The data.
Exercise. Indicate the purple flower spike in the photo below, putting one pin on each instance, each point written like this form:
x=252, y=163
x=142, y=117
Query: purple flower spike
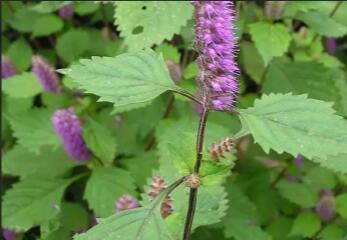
x=7, y=67
x=330, y=45
x=68, y=126
x=66, y=12
x=126, y=202
x=46, y=74
x=216, y=45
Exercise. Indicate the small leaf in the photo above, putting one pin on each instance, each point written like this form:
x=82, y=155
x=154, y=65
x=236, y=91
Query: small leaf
x=32, y=202
x=297, y=125
x=306, y=224
x=140, y=223
x=104, y=188
x=126, y=79
x=100, y=140
x=135, y=21
x=271, y=40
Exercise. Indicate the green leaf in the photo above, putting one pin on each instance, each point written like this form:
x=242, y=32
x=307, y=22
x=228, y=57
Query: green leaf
x=72, y=44
x=322, y=23
x=140, y=223
x=49, y=163
x=271, y=40
x=341, y=207
x=22, y=86
x=297, y=125
x=104, y=188
x=34, y=129
x=100, y=140
x=20, y=53
x=32, y=202
x=135, y=21
x=306, y=224
x=46, y=25
x=126, y=79
x=298, y=193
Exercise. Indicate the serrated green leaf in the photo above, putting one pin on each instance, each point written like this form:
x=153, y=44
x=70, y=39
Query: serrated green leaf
x=34, y=129
x=298, y=193
x=306, y=224
x=322, y=23
x=297, y=125
x=104, y=188
x=32, y=202
x=49, y=163
x=271, y=40
x=140, y=223
x=46, y=25
x=20, y=53
x=126, y=79
x=135, y=21
x=24, y=85
x=100, y=140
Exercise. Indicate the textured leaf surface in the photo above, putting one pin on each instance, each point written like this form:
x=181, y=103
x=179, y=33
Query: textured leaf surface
x=32, y=202
x=48, y=163
x=34, y=129
x=104, y=188
x=126, y=79
x=297, y=125
x=271, y=40
x=135, y=21
x=140, y=223
x=21, y=86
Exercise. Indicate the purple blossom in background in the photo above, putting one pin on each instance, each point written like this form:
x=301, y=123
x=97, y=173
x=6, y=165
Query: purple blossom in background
x=46, y=74
x=8, y=234
x=7, y=67
x=216, y=45
x=68, y=126
x=126, y=202
x=330, y=45
x=66, y=12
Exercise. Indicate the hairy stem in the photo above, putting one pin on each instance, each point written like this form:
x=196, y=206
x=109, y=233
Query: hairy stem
x=194, y=191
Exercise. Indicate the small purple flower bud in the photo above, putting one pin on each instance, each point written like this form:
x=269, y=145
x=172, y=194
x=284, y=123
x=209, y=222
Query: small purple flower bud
x=126, y=202
x=330, y=45
x=7, y=67
x=216, y=45
x=66, y=12
x=8, y=234
x=325, y=207
x=46, y=74
x=68, y=126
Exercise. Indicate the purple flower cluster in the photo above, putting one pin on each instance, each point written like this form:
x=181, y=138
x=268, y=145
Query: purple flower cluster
x=126, y=202
x=66, y=12
x=216, y=45
x=7, y=67
x=46, y=74
x=68, y=126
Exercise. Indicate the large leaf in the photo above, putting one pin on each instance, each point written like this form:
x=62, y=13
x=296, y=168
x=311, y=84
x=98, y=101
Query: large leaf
x=140, y=223
x=271, y=40
x=32, y=202
x=135, y=21
x=126, y=79
x=49, y=163
x=104, y=188
x=297, y=125
x=34, y=129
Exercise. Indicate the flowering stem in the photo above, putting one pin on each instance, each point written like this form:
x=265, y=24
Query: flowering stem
x=194, y=191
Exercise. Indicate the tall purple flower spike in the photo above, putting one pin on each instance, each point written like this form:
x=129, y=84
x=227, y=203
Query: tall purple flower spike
x=7, y=67
x=216, y=45
x=126, y=202
x=68, y=126
x=46, y=74
x=66, y=12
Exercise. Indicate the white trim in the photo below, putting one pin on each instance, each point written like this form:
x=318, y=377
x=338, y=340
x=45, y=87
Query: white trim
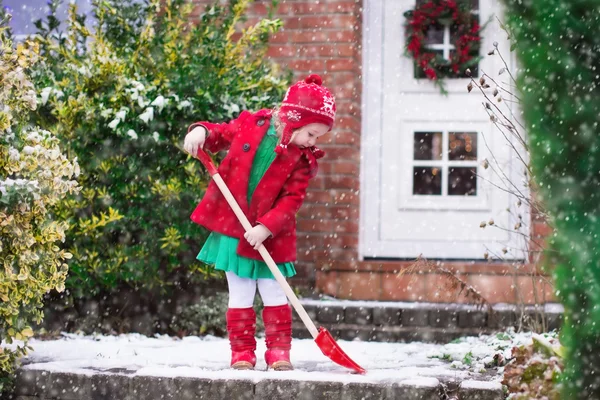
x=371, y=243
x=372, y=95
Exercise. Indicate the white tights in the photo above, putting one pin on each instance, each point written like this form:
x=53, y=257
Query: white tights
x=243, y=290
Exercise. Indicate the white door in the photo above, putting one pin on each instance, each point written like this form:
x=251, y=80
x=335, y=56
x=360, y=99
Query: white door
x=424, y=188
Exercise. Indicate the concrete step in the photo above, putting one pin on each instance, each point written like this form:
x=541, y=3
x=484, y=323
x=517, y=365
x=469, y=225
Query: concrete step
x=35, y=384
x=425, y=322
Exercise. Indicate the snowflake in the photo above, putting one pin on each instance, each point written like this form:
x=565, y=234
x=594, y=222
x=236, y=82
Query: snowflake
x=293, y=115
x=327, y=104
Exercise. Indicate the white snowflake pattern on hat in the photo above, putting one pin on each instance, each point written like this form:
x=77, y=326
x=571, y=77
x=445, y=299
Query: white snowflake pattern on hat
x=328, y=103
x=294, y=115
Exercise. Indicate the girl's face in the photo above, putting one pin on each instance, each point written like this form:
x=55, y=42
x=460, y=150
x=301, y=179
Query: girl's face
x=307, y=135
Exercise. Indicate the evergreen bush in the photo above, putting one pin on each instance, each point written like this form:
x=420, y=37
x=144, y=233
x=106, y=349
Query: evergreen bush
x=559, y=51
x=35, y=176
x=120, y=96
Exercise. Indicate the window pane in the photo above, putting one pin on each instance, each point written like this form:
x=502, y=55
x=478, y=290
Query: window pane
x=462, y=146
x=435, y=35
x=427, y=180
x=428, y=146
x=462, y=182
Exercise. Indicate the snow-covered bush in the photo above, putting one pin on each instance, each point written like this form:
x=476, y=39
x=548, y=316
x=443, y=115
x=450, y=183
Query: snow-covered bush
x=120, y=97
x=35, y=176
x=560, y=91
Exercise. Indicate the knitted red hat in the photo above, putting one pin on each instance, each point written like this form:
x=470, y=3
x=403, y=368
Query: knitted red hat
x=305, y=102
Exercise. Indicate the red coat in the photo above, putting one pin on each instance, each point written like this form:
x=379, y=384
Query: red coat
x=277, y=197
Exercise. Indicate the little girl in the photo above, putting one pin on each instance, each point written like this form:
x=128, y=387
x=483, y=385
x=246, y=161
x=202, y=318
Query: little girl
x=272, y=156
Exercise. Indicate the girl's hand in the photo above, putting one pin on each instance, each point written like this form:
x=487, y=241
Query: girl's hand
x=257, y=235
x=194, y=140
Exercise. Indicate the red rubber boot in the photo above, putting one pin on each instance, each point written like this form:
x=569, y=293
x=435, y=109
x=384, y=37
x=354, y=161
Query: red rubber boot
x=241, y=326
x=278, y=332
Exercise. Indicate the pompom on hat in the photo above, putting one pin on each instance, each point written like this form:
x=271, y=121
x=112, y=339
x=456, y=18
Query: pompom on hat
x=305, y=102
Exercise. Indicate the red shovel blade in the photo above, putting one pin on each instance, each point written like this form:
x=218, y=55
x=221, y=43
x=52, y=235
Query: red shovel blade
x=332, y=350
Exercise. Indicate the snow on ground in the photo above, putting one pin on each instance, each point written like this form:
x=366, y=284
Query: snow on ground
x=208, y=357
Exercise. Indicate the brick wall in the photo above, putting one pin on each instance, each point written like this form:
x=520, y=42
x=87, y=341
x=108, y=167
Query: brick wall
x=325, y=37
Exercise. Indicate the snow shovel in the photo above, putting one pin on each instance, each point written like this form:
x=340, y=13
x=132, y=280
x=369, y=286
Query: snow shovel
x=322, y=337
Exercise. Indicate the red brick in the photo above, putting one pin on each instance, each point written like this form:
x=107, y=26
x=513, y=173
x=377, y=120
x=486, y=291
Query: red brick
x=345, y=212
x=340, y=64
x=315, y=211
x=318, y=196
x=345, y=226
x=319, y=21
x=315, y=225
x=327, y=282
x=494, y=288
x=345, y=137
x=280, y=37
x=364, y=286
x=345, y=197
x=534, y=290
x=439, y=289
x=341, y=182
x=312, y=66
x=346, y=168
x=403, y=287
x=280, y=51
x=343, y=153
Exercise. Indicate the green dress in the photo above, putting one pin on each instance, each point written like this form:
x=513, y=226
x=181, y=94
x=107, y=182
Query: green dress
x=220, y=250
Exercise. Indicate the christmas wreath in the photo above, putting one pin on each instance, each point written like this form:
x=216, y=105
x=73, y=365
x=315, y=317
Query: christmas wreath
x=464, y=35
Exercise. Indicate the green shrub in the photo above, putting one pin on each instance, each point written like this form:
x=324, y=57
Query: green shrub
x=120, y=98
x=35, y=176
x=560, y=87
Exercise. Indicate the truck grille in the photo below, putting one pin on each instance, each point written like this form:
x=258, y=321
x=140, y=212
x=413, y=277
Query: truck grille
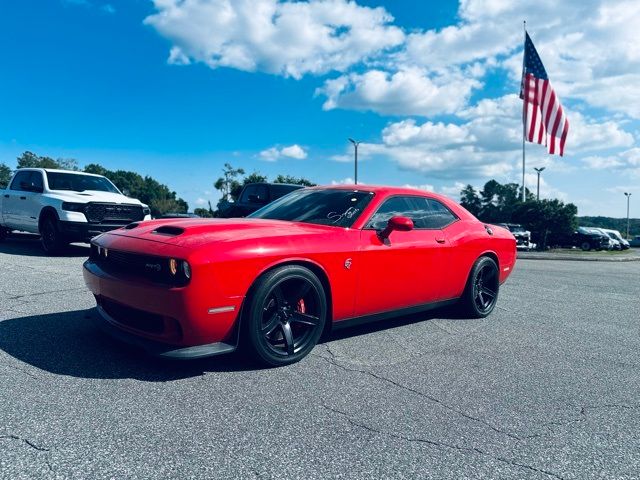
x=113, y=213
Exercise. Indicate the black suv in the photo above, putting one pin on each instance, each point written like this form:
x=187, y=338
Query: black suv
x=590, y=239
x=255, y=196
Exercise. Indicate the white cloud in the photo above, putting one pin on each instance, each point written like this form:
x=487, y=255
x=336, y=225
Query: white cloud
x=406, y=92
x=280, y=37
x=274, y=153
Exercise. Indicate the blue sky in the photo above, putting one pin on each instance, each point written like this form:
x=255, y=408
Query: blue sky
x=176, y=88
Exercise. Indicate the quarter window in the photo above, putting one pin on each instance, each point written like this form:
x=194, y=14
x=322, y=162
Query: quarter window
x=426, y=213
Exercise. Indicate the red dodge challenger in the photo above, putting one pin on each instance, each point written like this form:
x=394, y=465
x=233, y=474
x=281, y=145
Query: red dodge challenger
x=316, y=258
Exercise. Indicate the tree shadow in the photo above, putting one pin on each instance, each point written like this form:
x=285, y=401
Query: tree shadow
x=26, y=244
x=71, y=343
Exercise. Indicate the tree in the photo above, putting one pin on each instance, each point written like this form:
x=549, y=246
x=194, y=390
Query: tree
x=5, y=175
x=228, y=183
x=202, y=212
x=293, y=180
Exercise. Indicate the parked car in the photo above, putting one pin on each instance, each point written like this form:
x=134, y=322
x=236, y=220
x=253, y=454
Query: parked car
x=589, y=238
x=523, y=236
x=255, y=196
x=615, y=234
x=321, y=256
x=65, y=206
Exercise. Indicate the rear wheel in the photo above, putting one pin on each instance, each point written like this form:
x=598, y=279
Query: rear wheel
x=481, y=293
x=286, y=315
x=50, y=236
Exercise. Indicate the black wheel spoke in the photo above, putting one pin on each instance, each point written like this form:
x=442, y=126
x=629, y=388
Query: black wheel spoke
x=288, y=338
x=278, y=296
x=304, y=318
x=271, y=325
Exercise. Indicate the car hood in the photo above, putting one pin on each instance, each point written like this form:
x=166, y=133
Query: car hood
x=192, y=233
x=93, y=196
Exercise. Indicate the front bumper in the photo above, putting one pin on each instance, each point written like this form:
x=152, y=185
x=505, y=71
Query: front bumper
x=83, y=231
x=109, y=326
x=176, y=322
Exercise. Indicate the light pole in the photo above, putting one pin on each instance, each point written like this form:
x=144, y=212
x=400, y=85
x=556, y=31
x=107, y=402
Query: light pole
x=355, y=146
x=539, y=170
x=628, y=195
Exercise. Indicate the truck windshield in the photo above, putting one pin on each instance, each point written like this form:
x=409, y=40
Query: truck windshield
x=77, y=182
x=336, y=207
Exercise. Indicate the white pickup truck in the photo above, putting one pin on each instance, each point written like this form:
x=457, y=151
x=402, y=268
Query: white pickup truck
x=65, y=206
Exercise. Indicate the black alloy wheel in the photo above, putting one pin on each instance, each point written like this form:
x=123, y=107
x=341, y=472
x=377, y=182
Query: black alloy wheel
x=286, y=317
x=50, y=236
x=481, y=293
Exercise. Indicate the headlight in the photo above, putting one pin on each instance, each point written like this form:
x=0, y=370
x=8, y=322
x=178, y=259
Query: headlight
x=186, y=269
x=73, y=207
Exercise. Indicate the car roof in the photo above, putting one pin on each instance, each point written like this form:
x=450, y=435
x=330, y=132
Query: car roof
x=57, y=170
x=384, y=189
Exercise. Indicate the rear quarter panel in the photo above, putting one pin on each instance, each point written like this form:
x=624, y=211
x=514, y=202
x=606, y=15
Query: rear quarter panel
x=467, y=240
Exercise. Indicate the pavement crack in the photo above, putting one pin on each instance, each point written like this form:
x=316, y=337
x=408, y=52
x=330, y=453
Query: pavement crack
x=26, y=441
x=333, y=360
x=439, y=444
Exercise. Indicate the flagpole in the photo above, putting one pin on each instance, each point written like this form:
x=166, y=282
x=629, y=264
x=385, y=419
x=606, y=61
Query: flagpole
x=524, y=111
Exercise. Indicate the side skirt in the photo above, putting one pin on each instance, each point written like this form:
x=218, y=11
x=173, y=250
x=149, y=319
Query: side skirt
x=377, y=317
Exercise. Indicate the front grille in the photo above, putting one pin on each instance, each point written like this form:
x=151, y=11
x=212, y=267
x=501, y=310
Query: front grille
x=150, y=267
x=132, y=317
x=114, y=213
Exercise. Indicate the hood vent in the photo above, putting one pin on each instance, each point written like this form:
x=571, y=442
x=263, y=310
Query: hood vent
x=169, y=231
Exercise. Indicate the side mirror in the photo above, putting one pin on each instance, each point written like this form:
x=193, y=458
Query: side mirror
x=401, y=224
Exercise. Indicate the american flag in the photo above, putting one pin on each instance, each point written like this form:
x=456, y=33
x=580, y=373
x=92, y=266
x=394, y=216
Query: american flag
x=543, y=116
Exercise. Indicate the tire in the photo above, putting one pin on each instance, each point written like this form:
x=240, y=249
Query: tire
x=285, y=315
x=481, y=292
x=51, y=237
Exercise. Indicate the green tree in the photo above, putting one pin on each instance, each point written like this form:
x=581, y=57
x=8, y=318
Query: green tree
x=5, y=175
x=202, y=212
x=293, y=180
x=228, y=183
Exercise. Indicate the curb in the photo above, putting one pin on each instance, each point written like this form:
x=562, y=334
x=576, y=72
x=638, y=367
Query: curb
x=575, y=258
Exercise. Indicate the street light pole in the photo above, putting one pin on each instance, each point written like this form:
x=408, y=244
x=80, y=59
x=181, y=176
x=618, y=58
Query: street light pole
x=628, y=195
x=355, y=146
x=539, y=170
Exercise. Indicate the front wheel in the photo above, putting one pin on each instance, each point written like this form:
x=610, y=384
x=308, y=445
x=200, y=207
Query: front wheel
x=481, y=293
x=286, y=315
x=50, y=236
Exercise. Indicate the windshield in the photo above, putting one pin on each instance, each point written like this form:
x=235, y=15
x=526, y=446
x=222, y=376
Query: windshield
x=335, y=207
x=79, y=182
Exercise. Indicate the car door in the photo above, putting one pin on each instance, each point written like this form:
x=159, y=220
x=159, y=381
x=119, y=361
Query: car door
x=30, y=205
x=404, y=271
x=13, y=200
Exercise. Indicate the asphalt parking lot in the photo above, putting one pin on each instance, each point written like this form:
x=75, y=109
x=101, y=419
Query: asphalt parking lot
x=546, y=387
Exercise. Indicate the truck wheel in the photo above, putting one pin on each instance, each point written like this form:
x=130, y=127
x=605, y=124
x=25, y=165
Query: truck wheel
x=50, y=236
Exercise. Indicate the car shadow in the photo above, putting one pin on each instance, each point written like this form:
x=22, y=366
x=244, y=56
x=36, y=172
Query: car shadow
x=25, y=244
x=71, y=343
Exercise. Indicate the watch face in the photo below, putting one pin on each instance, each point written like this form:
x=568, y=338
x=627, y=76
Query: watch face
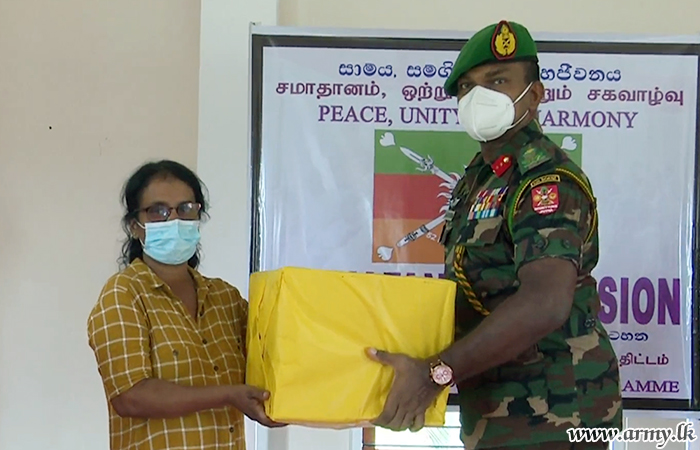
x=442, y=375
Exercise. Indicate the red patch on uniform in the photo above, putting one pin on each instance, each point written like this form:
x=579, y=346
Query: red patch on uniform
x=545, y=199
x=501, y=165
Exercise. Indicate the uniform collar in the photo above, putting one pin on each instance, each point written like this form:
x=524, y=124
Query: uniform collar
x=508, y=153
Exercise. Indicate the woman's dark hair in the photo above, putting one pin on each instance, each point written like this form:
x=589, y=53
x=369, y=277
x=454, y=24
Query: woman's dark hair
x=131, y=199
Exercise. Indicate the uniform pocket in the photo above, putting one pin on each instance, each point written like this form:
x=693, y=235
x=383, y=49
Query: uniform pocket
x=482, y=232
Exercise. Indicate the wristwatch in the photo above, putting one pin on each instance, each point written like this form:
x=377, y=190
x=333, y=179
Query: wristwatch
x=441, y=373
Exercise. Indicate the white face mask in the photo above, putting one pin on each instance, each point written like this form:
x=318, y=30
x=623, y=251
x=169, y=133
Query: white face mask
x=487, y=114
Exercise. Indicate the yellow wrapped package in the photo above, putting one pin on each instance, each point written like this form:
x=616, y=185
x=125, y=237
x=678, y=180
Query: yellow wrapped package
x=308, y=331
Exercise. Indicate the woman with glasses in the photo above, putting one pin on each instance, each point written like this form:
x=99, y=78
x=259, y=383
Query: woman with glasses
x=170, y=342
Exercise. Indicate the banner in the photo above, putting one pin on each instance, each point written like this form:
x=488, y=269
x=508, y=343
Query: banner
x=357, y=147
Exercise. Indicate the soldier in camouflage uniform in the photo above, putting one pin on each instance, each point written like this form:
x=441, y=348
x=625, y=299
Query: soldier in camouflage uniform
x=531, y=359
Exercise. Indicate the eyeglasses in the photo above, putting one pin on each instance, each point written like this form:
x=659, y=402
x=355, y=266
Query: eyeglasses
x=160, y=212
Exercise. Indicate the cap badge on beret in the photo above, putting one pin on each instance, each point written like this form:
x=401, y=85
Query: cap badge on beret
x=504, y=43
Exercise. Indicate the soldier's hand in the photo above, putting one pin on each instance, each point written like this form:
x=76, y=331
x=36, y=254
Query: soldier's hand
x=412, y=392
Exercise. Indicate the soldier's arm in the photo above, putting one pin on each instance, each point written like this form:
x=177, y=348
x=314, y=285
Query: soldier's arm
x=547, y=255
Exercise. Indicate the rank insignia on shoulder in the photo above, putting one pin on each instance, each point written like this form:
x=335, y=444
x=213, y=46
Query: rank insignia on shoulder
x=545, y=198
x=531, y=158
x=501, y=165
x=553, y=178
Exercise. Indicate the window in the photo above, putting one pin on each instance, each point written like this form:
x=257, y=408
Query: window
x=446, y=437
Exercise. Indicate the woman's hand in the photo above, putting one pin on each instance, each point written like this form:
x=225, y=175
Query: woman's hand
x=250, y=401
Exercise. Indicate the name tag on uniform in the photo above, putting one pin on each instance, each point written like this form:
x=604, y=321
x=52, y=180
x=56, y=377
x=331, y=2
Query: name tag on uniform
x=488, y=203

What to produce.
Please tally the lines of the listing that include the string "below". Give the total alone.

Answer for this exercise.
4